Text extract

—————

Roanoke City Council voted 5–2 on April 20 to adopt an ordinance permitting the installation of 75 Raven acoustic gunshot‑detection sensors from Flock Group Inc. (doing business as Flock Safety) in public rights‑of‑way across the city.
Supporters, led by Deputy Chief Puckett of the Roanoke Police Department, said the sensors are intended to reduce response times to outdoor gunfire by triangulating loud acoustic events and alerting officers even when no caller reports the incident. “It is gunshot detection, and we are requesting 75 sensors citywide,” Puckett said, adding the department overlaid locations of past “shots fired” calls with sensor coverage to select sites. He told council the project would be funded through a federal Byrne grant and run under a two‑year contract; staff estimated the grant expenditure at roughly $57,000.
Opponents in the public comment period pressed council to reject the encroachment. Megan Lyle Peterson, a resident who addressed the council at the public hearing, said the company’s technology and its AI components are imperfect and risk false alerts and discretionary police actions: “these, you know, softwares are not perfect and there is actually a high error rate,” she said. Justin White, a cybersecurity professional, told council the devices are internet‑connected and described instances elsewhere of unauthorized access to camera systems. Jaren Manio, who urged a “no” vote, summarized published critiques and local examples, saying tests and audits showed high failure rates and citing Martinsville’s recent decision to remove a similar system.
Puckett responded to accuracy questions by noting Raven is designed and trained to detect impulsive acoustic signatures associated with gunfire and to ignore human voices. He acknowledged systems have missed some indoor incidents and that no acoustic system is perfect, saying the system is intended for outdoor detection and to reduce the time to reach victims and scenes. Puckett described monthly audits of system use, supervisor review of queries, and an anticipated data retention practice that deletes recorded incident data after 21 days similar to local license‑plate reader policies.

—————

Pointing dataset items

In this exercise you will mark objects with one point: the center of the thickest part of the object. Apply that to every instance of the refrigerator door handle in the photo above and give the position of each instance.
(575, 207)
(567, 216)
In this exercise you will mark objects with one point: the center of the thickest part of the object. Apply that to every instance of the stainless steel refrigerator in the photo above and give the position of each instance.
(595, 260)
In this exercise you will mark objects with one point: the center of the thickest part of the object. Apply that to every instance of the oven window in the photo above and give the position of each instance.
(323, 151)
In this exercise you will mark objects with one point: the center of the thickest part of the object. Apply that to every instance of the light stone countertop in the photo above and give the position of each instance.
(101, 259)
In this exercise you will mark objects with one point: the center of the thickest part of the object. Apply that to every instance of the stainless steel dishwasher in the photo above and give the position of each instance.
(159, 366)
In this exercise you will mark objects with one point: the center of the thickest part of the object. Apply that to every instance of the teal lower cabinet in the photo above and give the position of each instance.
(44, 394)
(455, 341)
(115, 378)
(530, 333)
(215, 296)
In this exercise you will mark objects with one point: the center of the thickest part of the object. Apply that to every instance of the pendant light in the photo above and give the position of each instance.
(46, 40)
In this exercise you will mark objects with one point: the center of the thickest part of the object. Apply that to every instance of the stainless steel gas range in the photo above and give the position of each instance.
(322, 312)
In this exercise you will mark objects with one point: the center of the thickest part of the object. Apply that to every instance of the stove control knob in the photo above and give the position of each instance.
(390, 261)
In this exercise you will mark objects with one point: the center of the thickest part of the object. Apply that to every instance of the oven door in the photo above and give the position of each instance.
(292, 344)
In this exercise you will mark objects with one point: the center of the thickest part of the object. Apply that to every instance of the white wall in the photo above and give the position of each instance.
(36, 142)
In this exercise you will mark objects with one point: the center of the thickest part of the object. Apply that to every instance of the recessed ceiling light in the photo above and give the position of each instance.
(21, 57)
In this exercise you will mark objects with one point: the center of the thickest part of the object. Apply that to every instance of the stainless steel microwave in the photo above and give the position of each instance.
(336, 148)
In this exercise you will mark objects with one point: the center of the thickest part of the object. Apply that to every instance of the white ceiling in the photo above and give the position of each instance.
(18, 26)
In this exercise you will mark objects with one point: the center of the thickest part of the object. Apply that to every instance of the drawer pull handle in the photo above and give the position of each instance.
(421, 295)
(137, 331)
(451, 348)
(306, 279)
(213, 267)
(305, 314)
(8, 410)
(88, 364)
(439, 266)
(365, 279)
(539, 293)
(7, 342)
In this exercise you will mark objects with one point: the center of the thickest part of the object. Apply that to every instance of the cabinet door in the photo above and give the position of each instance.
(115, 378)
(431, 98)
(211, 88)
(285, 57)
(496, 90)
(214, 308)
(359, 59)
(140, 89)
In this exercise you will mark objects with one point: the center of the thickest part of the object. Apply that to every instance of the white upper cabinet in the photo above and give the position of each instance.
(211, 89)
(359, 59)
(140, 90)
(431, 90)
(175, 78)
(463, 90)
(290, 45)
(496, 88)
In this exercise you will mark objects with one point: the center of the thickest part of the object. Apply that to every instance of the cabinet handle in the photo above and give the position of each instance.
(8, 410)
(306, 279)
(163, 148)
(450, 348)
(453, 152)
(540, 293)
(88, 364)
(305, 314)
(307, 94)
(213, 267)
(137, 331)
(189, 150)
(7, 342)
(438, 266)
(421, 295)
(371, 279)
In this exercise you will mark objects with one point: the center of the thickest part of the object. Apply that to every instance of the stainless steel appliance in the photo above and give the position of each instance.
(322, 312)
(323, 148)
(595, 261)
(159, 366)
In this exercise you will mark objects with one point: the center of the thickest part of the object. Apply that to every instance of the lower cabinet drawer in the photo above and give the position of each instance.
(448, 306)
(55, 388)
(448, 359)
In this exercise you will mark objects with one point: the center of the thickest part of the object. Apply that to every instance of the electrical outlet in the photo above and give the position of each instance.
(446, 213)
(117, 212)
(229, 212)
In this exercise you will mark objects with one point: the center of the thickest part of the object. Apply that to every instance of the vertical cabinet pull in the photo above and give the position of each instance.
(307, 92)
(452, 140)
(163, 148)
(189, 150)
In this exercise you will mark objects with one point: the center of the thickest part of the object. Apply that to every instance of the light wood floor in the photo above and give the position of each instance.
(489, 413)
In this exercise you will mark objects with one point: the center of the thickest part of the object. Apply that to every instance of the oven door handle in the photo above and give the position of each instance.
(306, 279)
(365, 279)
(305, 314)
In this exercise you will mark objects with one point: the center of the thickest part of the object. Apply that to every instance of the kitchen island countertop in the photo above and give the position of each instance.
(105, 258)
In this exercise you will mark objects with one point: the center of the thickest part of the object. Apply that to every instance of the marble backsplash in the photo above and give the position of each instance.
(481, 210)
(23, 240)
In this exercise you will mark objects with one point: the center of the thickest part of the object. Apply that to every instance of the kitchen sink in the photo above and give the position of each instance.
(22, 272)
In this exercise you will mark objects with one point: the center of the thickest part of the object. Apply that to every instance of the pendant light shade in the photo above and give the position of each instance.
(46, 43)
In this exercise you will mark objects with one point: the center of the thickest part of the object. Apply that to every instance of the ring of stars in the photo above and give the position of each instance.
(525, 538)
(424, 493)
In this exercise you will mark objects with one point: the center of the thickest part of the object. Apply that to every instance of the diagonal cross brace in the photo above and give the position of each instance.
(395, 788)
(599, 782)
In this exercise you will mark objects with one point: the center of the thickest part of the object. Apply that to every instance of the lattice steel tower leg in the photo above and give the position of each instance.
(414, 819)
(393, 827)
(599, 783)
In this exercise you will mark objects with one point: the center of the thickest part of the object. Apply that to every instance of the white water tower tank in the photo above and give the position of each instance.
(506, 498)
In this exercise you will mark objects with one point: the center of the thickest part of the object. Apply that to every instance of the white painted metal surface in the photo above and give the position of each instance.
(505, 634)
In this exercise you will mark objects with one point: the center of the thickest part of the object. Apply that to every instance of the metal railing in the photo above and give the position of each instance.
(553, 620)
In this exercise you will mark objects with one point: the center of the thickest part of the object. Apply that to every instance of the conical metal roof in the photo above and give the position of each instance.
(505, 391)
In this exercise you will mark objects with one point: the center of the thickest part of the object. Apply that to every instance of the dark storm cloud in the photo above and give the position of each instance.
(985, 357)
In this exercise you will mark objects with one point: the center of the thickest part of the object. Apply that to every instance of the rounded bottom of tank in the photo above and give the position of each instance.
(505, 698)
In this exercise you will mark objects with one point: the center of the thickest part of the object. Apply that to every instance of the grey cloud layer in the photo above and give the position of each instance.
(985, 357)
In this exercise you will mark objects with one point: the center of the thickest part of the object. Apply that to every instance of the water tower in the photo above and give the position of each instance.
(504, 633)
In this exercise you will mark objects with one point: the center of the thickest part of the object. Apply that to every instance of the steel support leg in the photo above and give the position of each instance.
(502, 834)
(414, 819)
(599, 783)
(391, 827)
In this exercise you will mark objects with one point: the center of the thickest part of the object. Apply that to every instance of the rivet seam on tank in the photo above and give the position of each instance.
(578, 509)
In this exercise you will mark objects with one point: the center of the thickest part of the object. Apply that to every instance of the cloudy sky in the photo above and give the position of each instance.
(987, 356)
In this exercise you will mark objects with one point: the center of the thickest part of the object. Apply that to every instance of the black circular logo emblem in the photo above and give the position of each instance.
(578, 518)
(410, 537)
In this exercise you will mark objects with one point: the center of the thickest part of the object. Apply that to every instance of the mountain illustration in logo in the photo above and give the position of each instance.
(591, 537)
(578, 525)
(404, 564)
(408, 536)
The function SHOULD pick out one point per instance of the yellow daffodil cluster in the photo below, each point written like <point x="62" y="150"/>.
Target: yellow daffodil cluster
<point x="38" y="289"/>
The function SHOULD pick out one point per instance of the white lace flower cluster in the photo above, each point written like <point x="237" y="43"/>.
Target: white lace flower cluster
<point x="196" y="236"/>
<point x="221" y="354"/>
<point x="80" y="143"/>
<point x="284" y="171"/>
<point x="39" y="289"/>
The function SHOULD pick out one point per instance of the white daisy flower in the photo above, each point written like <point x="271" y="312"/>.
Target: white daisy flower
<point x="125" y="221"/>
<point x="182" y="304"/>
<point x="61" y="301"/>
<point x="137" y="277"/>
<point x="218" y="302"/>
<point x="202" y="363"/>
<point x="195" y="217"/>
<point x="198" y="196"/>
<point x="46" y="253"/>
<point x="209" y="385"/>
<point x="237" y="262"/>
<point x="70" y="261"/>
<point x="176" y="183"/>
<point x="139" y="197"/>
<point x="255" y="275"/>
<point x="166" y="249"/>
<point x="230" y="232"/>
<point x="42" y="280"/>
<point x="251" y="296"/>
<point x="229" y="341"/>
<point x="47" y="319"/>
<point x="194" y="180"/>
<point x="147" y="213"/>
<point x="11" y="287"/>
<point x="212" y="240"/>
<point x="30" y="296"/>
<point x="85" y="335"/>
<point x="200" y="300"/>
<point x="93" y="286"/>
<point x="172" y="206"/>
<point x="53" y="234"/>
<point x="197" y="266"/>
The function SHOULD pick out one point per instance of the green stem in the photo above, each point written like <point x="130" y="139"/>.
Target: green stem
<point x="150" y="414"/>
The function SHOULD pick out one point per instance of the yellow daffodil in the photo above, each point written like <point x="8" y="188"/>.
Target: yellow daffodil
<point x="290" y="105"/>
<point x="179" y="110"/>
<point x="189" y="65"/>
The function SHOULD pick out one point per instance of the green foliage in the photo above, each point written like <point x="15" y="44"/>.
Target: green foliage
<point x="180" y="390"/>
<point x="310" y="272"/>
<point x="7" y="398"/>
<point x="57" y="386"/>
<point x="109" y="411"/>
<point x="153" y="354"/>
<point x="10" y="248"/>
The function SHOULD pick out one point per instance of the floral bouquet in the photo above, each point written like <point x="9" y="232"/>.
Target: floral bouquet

—————

Goal
Return the full text on the Roanoke gunshot-detection vote word for word.

Solved problem
Roanoke City Council voted 5–2 on April 20 to adopt an ordinance permitting the installation of 75 Raven acoustic gunshot‑detection sensors from Flock Group Inc. (doing business as Flock Safety) in public rights‑of‑way across the city.
Supporters, led by Deputy Chief Puckett of the Roanoke Police Department, said the sensors are intended to reduce response times to outdoor gunfire by triangulating loud acoustic events and alerting officers even when no caller reports the incident. “It is gunshot detection, and we are requesting 75 sensors citywide,” Puckett said, adding the department overlaid locations of past “shots fired” calls with sensor coverage to select sites. He told council the project would be funded through a federal Byrne grant and run under a two‑year contract; staff estimated the grant expenditure at roughly $57,000.
Opponents in the public comment period pressed council to reject the encroachment. Megan Lyle Peterson, a resident who addressed the council at the public hearing, said the company’s technology and its AI components are imperfect and risk false alerts and discretionary police actions: “these, you know, softwares are not perfect and there is actually a high error rate,” she said. Justin White, a cybersecurity professional, told council the devices are internet‑connected and described instances elsewhere of unauthorized access to camera systems. Jaren Manio, who urged a “no” vote, summarized published critiques and local examples, saying tests and audits showed high failure rates and citing Martinsville’s recent decision to remove a similar system.
Puckett responded to accuracy questions by noting Raven is designed and trained to detect impulsive acoustic signatures associated with gunfire and to ignore human voices. He acknowledged systems have missed some indoor incidents and that no acoustic system is perfect, saying the system is intended for outdoor detection and to reduce the time to reach victims and scenes. Puckett described monthly audits of system use, supervisor review of queries, and an anticipated data retention practice that deletes recorded incident data after 21 days similar to local license‑plate reader policies.